== Reading text

Rappel Maui Tours, for The Young and the Restless?

Rappeller giving the thumbs up for the Rappel Maui Tours

The minimum age for joining Rappel Maui tours is 10, and many families tell us that a rappelling tour was the perfect activity for their active tweens and teens.  We keep the rules simple: Minors must be accompanied on the tour by a responsible adult, and have their parent or legal guardian sign the necessary forms beforehand.

Ask us for more information by calling Rappel Maui tours office at 808.270.1500 or by fill out our contact form.

Weighty Matters

For the Classic Rappelling Group Tour, the maximum limit on weight is 250 pounds, or about 115 kilograms.  Since you’re wearing a harness, we’ll ask you if your waist measures between 22 and 48 inches. To ask questions about weight or size restrictions, just call us between the hours of 9 AM and 5 PM Hawaii Standard Time. Rappel Maui tours operate daily.

The Bold and the Beautiful

It’s going to rain in the rainforest, and, if you’ve signed up for waterfall Rappel Maui tours, you know you’re going to get wet anyway.  Out there in nature, we can encounter all kinds of weather, terrain and conditions.  That means it’s a smart idea to prepare yourself to mingle with the mud a little, or at least get a little messy.

====
== Rows

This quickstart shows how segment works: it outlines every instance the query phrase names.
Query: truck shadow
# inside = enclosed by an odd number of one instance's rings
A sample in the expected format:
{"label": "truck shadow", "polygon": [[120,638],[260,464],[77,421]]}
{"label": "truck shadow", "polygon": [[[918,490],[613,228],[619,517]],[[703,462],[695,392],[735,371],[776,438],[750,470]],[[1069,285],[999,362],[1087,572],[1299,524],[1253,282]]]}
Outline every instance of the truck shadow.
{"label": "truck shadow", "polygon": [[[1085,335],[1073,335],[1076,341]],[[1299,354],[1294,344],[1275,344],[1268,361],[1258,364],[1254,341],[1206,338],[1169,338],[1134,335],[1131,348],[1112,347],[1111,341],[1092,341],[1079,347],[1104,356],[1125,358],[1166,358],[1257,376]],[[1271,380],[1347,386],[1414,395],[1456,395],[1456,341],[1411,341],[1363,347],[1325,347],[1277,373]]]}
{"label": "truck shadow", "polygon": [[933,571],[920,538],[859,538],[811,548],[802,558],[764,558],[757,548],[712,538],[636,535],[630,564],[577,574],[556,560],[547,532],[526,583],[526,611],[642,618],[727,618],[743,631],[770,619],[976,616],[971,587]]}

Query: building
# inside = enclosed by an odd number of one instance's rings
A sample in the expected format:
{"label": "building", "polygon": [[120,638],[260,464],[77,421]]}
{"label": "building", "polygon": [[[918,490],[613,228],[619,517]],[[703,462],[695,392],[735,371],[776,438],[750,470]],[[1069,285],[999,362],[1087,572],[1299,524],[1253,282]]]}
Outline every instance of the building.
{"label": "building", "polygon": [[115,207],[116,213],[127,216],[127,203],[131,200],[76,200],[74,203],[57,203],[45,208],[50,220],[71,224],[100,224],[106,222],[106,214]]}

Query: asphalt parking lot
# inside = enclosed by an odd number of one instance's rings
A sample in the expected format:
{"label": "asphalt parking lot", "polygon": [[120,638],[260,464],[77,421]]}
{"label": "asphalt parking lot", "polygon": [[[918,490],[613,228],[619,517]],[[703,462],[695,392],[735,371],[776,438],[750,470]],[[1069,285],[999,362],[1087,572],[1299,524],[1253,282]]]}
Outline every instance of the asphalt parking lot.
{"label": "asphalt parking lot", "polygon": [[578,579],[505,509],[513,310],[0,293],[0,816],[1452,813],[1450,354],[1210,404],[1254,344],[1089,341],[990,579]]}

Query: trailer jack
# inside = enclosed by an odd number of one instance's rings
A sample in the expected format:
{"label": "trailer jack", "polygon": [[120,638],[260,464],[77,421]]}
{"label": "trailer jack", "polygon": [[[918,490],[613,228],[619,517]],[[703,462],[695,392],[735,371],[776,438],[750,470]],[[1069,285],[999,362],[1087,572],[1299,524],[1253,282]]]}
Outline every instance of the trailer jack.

====

→ **Challenge**: Please duplicate the passage from the rappelling tours text that begins with the words "The Bold and" and ends with "a little messy.".

→ **Answer to this problem**:
The Bold and the Beautiful

It’s going to rain in the rainforest, and, if you’ve signed up for waterfall Rappel Maui tours, you know you’re going to get wet anyway.  Out there in nature, we can encounter all kinds of weather, terrain and conditions.  That means it’s a smart idea to prepare yourself to mingle with the mud a little, or at least get a little messy.